Input rows –
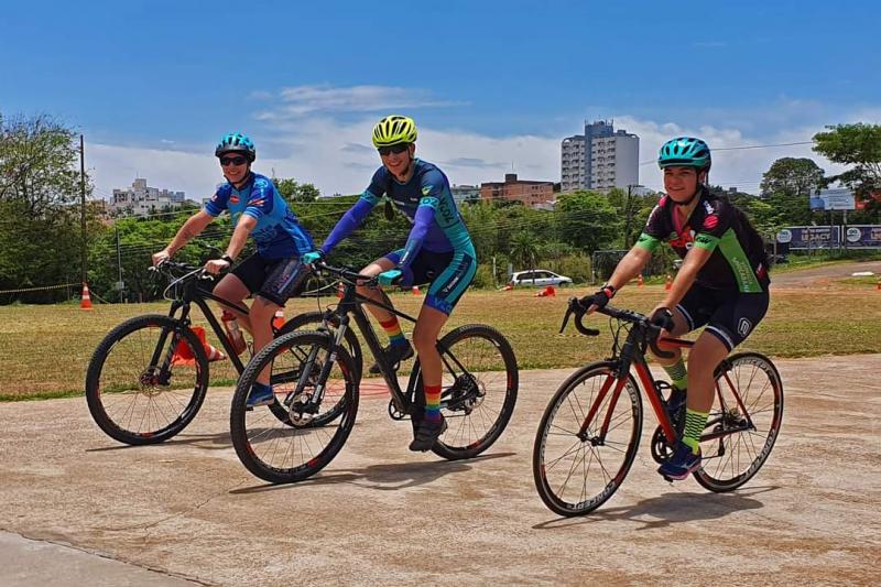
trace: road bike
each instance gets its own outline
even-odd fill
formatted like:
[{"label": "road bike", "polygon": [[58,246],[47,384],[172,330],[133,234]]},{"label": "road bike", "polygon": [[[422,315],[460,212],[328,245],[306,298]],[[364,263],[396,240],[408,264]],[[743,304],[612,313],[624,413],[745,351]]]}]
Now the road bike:
[{"label": "road bike", "polygon": [[[273,483],[302,481],[322,470],[342,448],[355,425],[360,381],[344,344],[352,319],[391,394],[392,420],[410,418],[415,432],[424,413],[418,359],[402,391],[395,366],[385,358],[362,305],[376,304],[412,323],[416,319],[356,292],[358,283],[377,286],[376,276],[325,263],[315,267],[344,284],[339,303],[325,312],[325,326],[275,338],[248,365],[232,396],[229,426],[236,454],[249,471]],[[437,350],[443,361],[440,410],[448,427],[432,450],[450,460],[471,458],[489,448],[511,418],[519,387],[516,358],[501,333],[481,324],[447,333],[437,341]],[[251,384],[269,365],[273,377],[276,372],[300,373],[298,380],[274,387],[279,396],[284,395],[284,422],[250,411],[246,404]],[[314,418],[324,416],[328,400],[334,409],[341,405],[341,414],[324,426],[309,427]]]},{"label": "road bike", "polygon": [[[579,333],[598,335],[584,326],[585,313],[581,303],[570,298],[561,333],[575,315]],[[594,511],[623,482],[642,434],[640,390],[657,416],[651,438],[656,463],[671,456],[681,434],[667,413],[665,393],[671,387],[652,377],[645,351],[672,357],[662,347],[687,349],[694,343],[659,340],[661,328],[637,312],[606,306],[597,313],[610,317],[612,356],[563,382],[542,416],[533,446],[535,488],[545,506],[561,515]],[[700,436],[701,468],[694,477],[710,491],[731,491],[759,471],[774,446],[783,420],[783,383],[771,359],[758,352],[727,357],[715,376],[714,405]]]},{"label": "road bike", "polygon": [[[202,311],[236,372],[244,370],[208,301],[242,314],[248,314],[248,307],[214,295],[216,278],[202,267],[165,261],[151,270],[170,282],[163,293],[171,301],[168,314],[135,316],[110,330],[95,349],[86,373],[86,401],[93,418],[107,435],[130,445],[162,443],[178,434],[205,400],[209,360],[204,340],[193,329],[193,305]],[[304,313],[280,328],[273,326],[273,330],[281,336],[304,326],[315,327],[323,319],[320,312]],[[360,344],[354,333],[344,344],[352,357],[352,371],[360,378]],[[298,373],[275,377],[295,379]],[[287,411],[279,402],[268,407],[276,417],[286,418]],[[328,407],[312,426],[324,425],[341,411],[329,401]]]}]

Task to complete – Write out every line of the rows above word for word, without the pictures.

Final result –
trace: road bike
each instance gets its own outline
even-odd fill
formatted like:
[{"label": "road bike", "polygon": [[58,246],[47,384],[172,330],[133,234]]},{"label": "road bike", "polygon": [[[422,315],[460,212],[328,245],[306,298]],[[364,263],[396,240],[408,264]],[[743,304],[612,313],[624,413],[745,351]]]}]
Now the road bike:
[{"label": "road bike", "polygon": [[[273,483],[302,481],[322,470],[342,448],[355,425],[360,381],[344,344],[352,319],[391,394],[392,420],[410,418],[415,432],[424,413],[418,359],[402,391],[395,366],[385,358],[362,305],[376,304],[412,323],[416,319],[356,292],[358,283],[377,286],[376,276],[325,263],[315,267],[344,284],[339,303],[325,312],[325,326],[275,338],[248,365],[232,396],[229,426],[236,454],[249,471]],[[437,350],[443,361],[440,410],[448,427],[432,450],[450,460],[471,458],[489,448],[511,418],[519,387],[516,358],[501,333],[481,324],[447,333],[437,341]],[[251,384],[269,365],[273,377],[276,372],[300,373],[298,380],[274,387],[279,396],[284,395],[284,422],[250,411],[246,404]],[[314,418],[324,416],[328,400],[334,409],[341,405],[341,414],[324,426],[309,427]]]},{"label": "road bike", "polygon": [[[579,333],[598,335],[584,326],[585,313],[581,303],[570,298],[561,333],[575,315]],[[594,511],[623,482],[642,434],[640,390],[657,416],[651,438],[656,463],[671,456],[681,434],[667,413],[665,393],[671,387],[652,377],[645,351],[672,357],[662,347],[687,349],[694,343],[659,340],[661,328],[637,312],[606,306],[597,313],[610,317],[612,356],[563,382],[542,416],[533,446],[535,488],[545,506],[561,515]],[[700,436],[701,468],[694,477],[710,491],[731,491],[759,471],[774,446],[783,420],[783,383],[771,359],[758,352],[727,357],[715,376],[714,405]]]},{"label": "road bike", "polygon": [[[202,311],[236,372],[244,370],[208,301],[242,314],[248,314],[248,307],[214,295],[216,278],[202,267],[165,261],[151,270],[170,282],[163,293],[171,301],[168,314],[135,316],[110,330],[95,349],[86,373],[86,401],[93,418],[107,435],[130,445],[162,443],[178,434],[205,400],[209,360],[204,340],[193,329],[193,305]],[[304,313],[280,328],[273,326],[273,330],[281,336],[304,326],[315,327],[323,319],[320,312]],[[360,344],[354,333],[344,344],[352,357],[352,371],[360,378]],[[298,373],[275,377],[295,379]],[[287,411],[279,402],[268,407],[276,417],[286,418]],[[328,407],[312,426],[324,425],[341,411],[329,401]]]}]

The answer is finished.